» Directions: Find every line in the data below that contains the word "with" and copy each of those lines out. Case matters, so uppercase and lowercase letters count as different.

>> START Listing

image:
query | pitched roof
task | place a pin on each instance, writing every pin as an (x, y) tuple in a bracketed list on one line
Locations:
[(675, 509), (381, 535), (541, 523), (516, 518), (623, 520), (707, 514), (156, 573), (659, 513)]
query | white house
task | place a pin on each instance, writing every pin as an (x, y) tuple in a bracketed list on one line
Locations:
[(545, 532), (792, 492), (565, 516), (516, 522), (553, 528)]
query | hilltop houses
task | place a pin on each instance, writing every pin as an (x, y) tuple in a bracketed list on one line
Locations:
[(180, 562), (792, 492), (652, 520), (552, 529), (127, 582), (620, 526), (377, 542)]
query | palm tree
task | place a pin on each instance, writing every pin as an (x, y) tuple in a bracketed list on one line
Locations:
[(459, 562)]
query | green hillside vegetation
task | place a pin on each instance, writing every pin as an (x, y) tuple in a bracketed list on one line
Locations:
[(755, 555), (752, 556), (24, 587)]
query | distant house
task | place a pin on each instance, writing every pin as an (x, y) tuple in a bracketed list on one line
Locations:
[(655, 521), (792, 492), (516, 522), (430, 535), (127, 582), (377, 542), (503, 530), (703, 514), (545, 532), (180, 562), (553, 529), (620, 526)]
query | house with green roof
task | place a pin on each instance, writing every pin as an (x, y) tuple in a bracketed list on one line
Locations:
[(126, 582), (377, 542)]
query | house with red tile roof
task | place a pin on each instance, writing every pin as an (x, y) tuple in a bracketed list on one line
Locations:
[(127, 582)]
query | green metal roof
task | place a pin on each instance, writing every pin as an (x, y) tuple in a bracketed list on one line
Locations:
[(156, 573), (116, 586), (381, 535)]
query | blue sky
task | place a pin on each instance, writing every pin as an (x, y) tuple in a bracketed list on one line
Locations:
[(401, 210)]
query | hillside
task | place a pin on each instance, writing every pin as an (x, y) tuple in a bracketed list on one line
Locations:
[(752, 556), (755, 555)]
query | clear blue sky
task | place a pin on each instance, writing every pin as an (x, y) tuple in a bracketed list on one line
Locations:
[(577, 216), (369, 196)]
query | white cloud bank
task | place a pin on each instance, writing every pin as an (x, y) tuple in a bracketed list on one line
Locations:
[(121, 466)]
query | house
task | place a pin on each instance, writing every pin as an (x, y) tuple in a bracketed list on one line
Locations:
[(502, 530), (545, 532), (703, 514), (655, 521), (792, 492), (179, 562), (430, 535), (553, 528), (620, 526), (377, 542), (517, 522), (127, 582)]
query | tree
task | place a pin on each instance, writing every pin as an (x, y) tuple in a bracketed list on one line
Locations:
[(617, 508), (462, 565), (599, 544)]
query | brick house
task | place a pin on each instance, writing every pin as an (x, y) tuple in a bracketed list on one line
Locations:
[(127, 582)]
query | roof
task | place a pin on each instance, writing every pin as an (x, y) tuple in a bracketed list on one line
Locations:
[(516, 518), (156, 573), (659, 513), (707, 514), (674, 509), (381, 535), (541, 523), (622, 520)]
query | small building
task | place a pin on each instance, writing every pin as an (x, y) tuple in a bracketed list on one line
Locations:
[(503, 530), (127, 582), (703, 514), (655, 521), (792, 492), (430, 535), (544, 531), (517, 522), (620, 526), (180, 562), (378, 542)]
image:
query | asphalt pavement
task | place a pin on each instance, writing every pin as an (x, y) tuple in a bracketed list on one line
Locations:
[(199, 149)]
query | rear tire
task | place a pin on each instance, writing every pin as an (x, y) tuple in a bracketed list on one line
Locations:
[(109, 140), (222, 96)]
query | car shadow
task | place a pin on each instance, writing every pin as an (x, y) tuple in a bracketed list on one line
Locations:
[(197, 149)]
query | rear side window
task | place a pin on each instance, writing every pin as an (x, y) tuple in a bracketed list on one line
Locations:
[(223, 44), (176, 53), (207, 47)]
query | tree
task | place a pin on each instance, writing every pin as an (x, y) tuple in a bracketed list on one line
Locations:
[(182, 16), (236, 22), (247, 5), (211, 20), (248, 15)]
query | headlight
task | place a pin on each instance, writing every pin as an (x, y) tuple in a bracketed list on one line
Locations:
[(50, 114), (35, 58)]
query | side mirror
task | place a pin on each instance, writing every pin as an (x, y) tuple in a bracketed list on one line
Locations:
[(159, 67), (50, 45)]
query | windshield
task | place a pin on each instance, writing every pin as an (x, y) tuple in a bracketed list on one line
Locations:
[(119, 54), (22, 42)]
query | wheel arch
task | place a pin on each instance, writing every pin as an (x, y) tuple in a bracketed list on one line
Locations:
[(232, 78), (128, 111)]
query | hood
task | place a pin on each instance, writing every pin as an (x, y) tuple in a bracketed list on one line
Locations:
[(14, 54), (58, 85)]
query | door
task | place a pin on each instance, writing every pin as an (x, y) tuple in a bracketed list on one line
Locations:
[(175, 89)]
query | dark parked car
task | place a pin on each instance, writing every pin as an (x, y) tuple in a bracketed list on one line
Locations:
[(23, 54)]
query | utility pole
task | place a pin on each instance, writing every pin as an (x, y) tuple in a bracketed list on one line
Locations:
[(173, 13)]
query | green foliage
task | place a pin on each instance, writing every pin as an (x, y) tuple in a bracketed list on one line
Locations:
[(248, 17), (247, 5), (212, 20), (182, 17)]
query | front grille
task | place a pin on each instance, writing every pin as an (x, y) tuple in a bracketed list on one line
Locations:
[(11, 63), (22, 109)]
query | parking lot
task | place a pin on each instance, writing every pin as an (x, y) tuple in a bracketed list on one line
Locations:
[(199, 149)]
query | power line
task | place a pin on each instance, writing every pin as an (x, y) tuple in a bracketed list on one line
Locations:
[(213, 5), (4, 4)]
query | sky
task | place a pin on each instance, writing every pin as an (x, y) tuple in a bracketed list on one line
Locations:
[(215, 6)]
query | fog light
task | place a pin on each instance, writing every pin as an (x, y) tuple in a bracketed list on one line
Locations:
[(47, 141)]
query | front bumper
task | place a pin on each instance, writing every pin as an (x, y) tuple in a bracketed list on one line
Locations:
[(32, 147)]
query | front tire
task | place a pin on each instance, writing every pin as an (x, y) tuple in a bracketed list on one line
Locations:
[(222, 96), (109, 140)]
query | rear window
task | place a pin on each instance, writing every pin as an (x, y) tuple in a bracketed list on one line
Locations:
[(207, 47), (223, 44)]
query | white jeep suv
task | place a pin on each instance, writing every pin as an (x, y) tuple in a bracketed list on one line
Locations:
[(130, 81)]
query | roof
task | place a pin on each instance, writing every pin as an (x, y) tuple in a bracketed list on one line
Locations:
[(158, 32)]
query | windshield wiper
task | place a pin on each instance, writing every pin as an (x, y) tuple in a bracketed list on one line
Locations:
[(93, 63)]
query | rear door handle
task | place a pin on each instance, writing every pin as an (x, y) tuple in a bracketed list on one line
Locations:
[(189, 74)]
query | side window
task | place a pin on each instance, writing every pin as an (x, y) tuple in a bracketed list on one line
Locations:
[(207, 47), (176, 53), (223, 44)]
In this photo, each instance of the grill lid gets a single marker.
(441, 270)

>> END Listing
>> START Listing

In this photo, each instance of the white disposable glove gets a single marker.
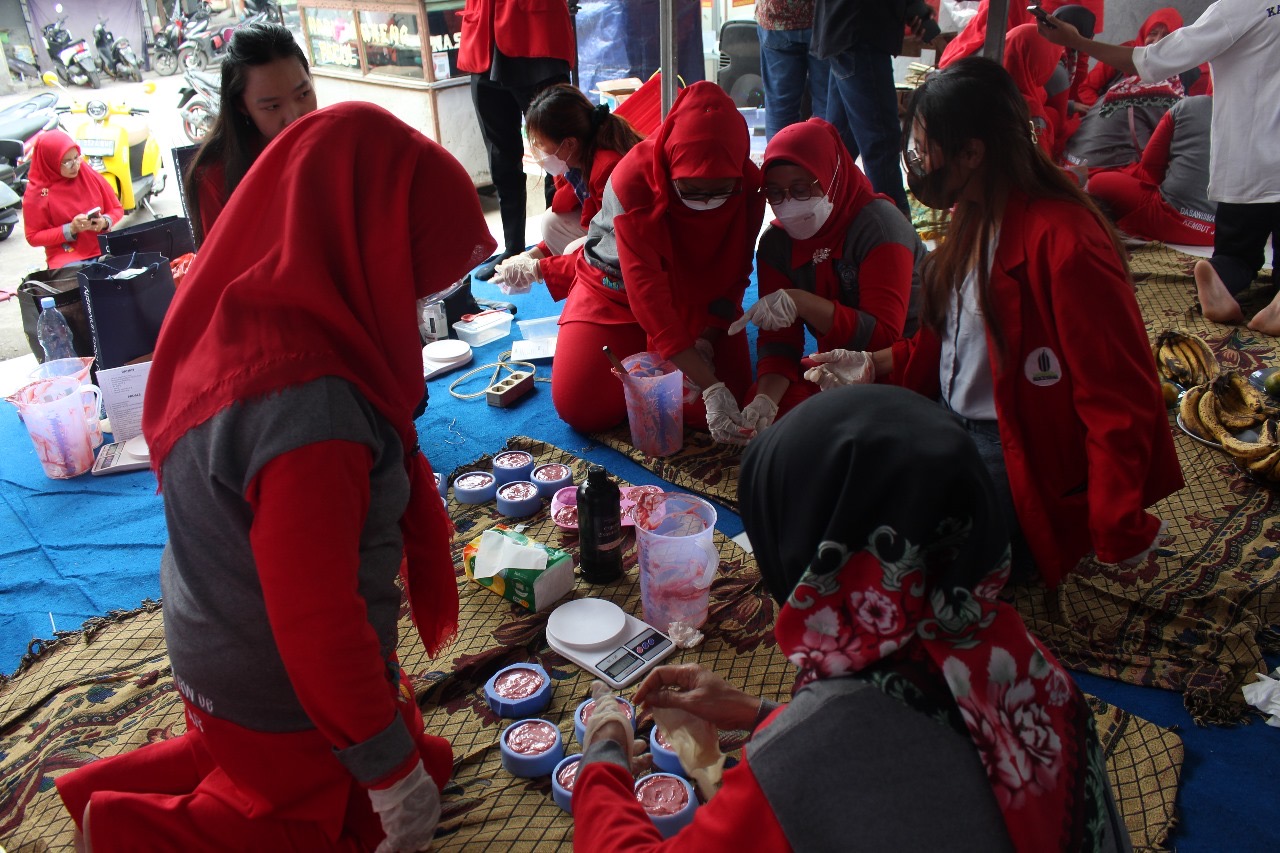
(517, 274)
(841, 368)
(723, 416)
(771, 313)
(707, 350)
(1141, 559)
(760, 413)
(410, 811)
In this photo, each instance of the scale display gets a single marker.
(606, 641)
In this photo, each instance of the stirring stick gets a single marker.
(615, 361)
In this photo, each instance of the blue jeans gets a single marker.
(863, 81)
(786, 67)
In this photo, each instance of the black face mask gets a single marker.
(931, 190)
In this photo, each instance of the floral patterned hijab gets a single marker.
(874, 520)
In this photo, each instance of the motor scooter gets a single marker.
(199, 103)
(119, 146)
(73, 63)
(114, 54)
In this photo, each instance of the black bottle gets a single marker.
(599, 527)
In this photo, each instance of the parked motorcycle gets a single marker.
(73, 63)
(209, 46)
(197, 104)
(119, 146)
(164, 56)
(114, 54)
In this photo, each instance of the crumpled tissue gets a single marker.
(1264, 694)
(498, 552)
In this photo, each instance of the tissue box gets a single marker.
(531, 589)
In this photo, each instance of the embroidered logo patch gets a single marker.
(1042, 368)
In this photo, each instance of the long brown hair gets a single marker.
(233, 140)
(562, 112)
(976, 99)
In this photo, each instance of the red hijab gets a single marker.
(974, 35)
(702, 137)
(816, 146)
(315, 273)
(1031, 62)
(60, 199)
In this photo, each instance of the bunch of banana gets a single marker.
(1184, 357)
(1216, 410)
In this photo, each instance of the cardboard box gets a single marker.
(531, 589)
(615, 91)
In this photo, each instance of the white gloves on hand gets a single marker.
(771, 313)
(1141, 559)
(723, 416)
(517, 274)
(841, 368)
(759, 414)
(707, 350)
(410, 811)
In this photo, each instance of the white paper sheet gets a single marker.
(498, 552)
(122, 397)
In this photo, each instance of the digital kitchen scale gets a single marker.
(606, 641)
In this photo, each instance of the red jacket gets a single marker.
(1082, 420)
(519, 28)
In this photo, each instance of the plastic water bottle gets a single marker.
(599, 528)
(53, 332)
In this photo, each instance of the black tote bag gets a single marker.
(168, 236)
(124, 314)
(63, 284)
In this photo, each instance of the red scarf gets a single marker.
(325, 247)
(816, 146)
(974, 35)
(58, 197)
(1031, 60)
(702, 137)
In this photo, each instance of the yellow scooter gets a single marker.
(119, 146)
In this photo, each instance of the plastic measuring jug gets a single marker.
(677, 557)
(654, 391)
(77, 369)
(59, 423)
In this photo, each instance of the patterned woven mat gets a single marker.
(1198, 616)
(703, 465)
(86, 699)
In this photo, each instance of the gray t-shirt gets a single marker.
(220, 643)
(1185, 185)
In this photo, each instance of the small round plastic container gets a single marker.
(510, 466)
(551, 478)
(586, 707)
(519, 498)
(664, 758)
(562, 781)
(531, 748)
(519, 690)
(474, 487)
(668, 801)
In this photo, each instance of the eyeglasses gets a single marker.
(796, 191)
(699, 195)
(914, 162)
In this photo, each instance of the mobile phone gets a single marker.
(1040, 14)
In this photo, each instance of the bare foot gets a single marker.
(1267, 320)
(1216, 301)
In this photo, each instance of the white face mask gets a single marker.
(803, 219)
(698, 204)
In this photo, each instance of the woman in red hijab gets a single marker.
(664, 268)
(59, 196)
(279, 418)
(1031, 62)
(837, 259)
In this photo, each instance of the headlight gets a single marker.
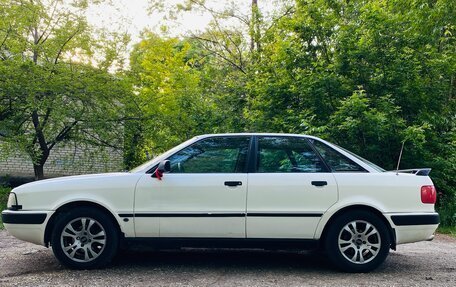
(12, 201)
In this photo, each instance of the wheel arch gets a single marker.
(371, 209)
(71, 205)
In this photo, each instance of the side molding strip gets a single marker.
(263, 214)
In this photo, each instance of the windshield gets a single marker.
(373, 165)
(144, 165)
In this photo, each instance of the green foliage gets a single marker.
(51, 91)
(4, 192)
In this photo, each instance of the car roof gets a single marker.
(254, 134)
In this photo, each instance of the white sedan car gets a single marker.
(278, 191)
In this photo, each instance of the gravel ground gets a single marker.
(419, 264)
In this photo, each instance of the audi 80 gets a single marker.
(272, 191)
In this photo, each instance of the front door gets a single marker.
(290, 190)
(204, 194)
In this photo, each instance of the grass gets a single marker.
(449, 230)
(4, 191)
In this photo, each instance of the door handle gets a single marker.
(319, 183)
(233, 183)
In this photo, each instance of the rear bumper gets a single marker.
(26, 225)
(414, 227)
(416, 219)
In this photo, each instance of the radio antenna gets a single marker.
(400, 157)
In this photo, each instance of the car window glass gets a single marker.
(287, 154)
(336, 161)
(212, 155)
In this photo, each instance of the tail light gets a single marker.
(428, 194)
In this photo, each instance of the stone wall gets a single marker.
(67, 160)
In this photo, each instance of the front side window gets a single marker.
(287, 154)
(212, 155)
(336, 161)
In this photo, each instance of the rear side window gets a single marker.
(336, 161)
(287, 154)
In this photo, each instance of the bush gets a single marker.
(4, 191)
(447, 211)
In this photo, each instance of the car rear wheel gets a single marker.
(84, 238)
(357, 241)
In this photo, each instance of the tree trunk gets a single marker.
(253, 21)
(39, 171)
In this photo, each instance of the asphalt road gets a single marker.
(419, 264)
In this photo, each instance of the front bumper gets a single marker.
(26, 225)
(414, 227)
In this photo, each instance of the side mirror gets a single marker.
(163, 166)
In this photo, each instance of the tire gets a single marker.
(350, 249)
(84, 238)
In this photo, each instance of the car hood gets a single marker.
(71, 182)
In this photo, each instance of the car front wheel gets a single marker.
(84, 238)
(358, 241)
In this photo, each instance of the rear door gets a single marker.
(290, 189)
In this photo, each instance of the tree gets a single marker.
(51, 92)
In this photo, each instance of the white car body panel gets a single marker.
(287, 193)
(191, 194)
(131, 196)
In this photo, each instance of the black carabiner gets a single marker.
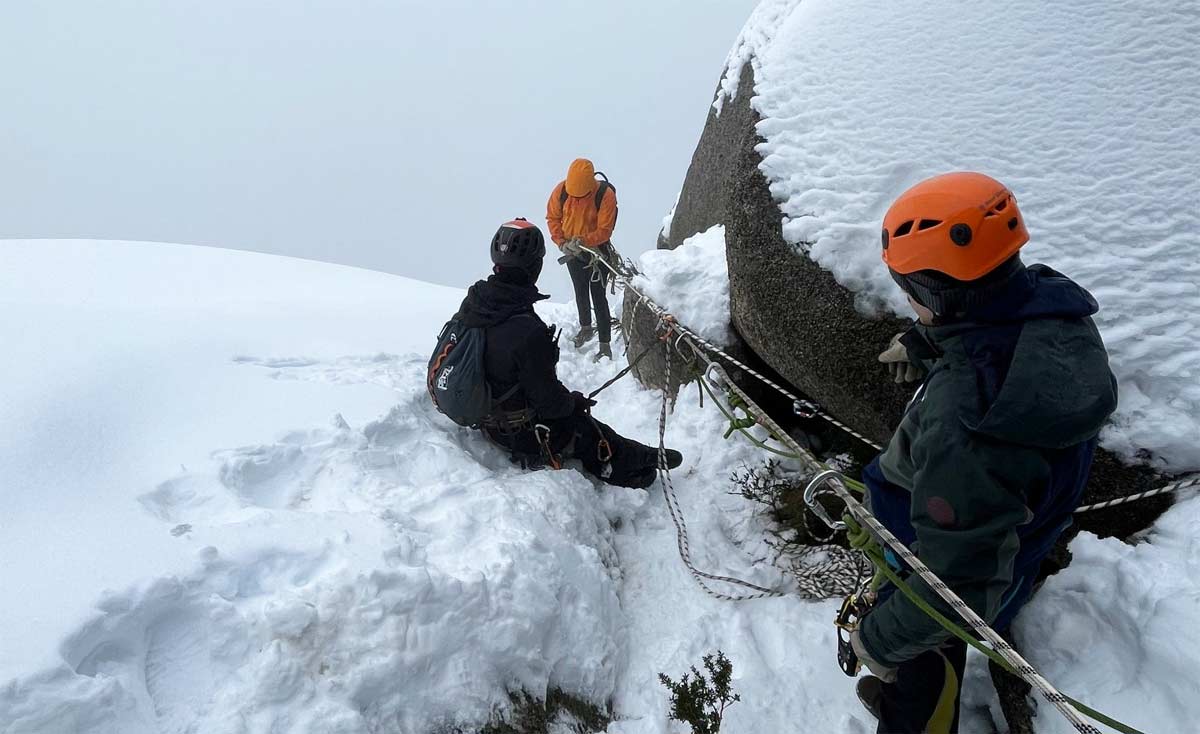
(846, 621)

>> END Listing

» Exercise output:
query | house with green roof
query | house with red tile roof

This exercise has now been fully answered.